──────── Passage shown

Ray Mahmood opens his home almost weekly for dinner parties with guest lists that can top 100. Photograph by Melissa Golden.
Outside the largest house in a wealthy Mount Vernon neighborhood, the cars have been collecting for some time. Along with the polished Mercedes and BMWs, there are beat-up older cars with pro-life bumper stickers.
The cars belong to influential Republicans and Tea Party leaders, and they’re clustered near the home of George Allen, the Republican who served Virginia in the US House and Senate and as governor. The guests aren’t here to visit Allen, though—they’re heading next door to the mansion of Pakistani-born Democrats Ray and Shaista Mahmood, who open their home almost weekly for dinner parties with guest lists that can top 100.
One of the largest, Shaista Mahmood says with a hint of pride, was a crowd of hundreds who came to their new property in 1999. Before they’d even finished building the house, they hosted a fundraiser for the Democratic Congressional Campaign Committee. Vice President Al Gore arrived by helicopter, landing on the Mahmoods’ eight-acre lawn. Then the reception began, with high-powered guests mingling on the unfinished concrete floors.
Ray Mahmood, born Rafat Mahmood in Karachi, is among the best-connected Pakistani-Americans in Washington. A real-estate developer, he and his wife, Shaista, know the Clintons—they have had lunch with Hillary at the State Department—and have hosted Vice President Joe Biden, Congressman Howard Berman, former Pakistani president General Pervez Musharraf, and many others at their home.
The Mahmoods are also close to the political establishment in Pakistan—Ray’s official title, ambassador-at-large for Pakistan to the US, was given to him by Pakistani president Asif Ali Zardari, husband of the late Pakistani leader Benazir Bhutto, herself a great friend of the Mahmoods’.
The ambassador-at-large title is nice to have, but it doesn’t come with any actual responsibilities. Ray Mahmood’s influence stems more from his money, his connections, and the diplomatic skills he applies to his relationships in this country, of which he’s been a citizen since 1980. He’s a soft-spoken, well-dressed man with ample weight on his large frame and hair that he dyes black to cover the gray. When he speaks, he doesn’t especially command attention; if anything, it’s his determination not to draw notice that people remember about him.
A master of backroom diplomacy who knows how to bring the right people together, Mahmood has become known in Washington as a big player in South Asian foreign policy.

────────────────

* Parts of the exercise
**a)** Decide whether each statement below agrees with the profile of Ray Mahmood. Answer yes or no for each, quoting the words of the profile that settle it.
(i) Al Gore arrived at the Mahmoods' property by helicopter.
(ii) The ambassador-at-large title carries official responsibilities.
(iii) Ray Mahmood has been a US citizen since 1990.
**b)** How many lines of the listing contain the word "this"? Reply with the number only.

──────── Input material

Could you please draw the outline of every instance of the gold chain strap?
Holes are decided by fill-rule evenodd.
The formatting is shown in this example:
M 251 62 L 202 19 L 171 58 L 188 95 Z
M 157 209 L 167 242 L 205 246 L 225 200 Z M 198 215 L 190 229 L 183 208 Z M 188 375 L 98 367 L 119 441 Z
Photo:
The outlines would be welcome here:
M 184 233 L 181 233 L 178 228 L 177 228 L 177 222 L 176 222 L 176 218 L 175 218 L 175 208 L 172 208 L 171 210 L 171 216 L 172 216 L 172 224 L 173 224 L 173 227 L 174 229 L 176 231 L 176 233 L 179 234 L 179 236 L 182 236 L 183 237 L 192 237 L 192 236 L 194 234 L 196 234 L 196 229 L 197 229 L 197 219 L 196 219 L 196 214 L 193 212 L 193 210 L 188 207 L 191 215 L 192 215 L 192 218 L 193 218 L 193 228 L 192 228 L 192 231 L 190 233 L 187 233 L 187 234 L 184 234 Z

────────────────

* Exercise responses
**a)**
(i) Yes: "Vice President Al Gore arrived by helicopter, landing on the Mahmoods’ eight-acre lawn."
(ii) No: "it doesn’t come with any actual responsibilities."
(iii) No: "of which he’s been a citizen since 1980"

**b)** 1